Input data Block Start
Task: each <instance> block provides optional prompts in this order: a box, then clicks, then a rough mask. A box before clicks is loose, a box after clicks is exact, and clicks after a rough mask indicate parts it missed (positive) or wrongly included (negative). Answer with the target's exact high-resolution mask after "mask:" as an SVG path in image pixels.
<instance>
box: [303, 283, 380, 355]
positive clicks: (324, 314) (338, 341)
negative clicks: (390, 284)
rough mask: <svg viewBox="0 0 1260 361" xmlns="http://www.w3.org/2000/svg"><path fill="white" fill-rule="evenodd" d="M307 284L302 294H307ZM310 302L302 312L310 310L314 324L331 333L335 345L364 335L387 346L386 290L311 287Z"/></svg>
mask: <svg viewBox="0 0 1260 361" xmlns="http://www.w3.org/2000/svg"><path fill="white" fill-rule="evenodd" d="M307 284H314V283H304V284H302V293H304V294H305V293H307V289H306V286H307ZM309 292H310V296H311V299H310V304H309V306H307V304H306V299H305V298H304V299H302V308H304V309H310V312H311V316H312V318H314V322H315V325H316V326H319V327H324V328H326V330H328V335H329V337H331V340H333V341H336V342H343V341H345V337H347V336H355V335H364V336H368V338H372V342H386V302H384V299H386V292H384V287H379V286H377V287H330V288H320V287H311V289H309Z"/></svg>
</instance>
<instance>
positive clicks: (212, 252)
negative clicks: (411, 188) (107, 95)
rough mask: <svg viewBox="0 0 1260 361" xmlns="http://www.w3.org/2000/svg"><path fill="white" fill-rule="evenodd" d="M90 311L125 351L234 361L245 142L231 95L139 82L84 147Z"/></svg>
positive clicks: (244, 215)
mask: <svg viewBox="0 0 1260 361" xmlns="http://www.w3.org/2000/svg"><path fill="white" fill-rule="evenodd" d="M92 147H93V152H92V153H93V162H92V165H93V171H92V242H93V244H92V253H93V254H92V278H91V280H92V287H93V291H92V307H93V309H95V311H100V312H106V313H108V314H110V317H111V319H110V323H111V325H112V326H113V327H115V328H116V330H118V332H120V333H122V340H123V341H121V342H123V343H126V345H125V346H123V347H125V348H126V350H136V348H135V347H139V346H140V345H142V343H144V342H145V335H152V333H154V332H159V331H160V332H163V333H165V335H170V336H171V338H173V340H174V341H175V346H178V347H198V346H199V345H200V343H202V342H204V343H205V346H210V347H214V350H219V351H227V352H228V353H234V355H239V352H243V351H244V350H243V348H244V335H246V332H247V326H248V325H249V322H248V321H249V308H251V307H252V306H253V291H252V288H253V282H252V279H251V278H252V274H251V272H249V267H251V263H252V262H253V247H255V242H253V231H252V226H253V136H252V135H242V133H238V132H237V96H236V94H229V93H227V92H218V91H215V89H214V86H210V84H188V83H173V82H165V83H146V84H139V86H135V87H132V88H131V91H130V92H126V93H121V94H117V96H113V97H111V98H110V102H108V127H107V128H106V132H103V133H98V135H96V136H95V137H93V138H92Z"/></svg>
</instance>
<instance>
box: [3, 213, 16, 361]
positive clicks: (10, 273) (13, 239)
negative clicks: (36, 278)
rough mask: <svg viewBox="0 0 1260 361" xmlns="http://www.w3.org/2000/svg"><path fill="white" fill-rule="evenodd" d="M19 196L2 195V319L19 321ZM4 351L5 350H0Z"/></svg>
Input data Block End
• Description of the task
Everything from the line containing "negative clicks: (36, 278)" through the last line of the records must be given again exactly; leave out all other lines.

• Response box
negative clicks: (36, 278)
rough mask: <svg viewBox="0 0 1260 361" xmlns="http://www.w3.org/2000/svg"><path fill="white" fill-rule="evenodd" d="M19 196L2 195V319L19 321ZM4 351L5 350H0Z"/></svg>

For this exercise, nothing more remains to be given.